# Input rows
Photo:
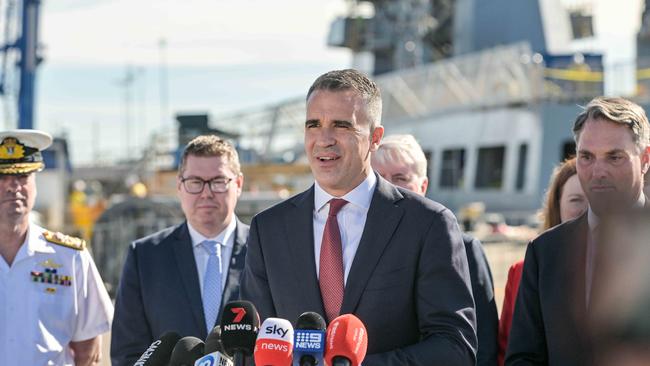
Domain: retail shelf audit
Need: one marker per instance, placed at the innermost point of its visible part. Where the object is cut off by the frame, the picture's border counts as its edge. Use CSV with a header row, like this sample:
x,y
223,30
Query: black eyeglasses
x,y
195,185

# Work to complete
Every line above should be repeated exactly; pictures stay out of the copy.

# Expected output
Photo:
Domain: retail shelf audit
Need: one marker per instance, placed at the innermost point of its visible part. Where the object is cut off by the frame, the picture's border counts as its edge. Use CSV with a header row, like this sample:
x,y
223,30
Query: black eyeglasses
x,y
195,185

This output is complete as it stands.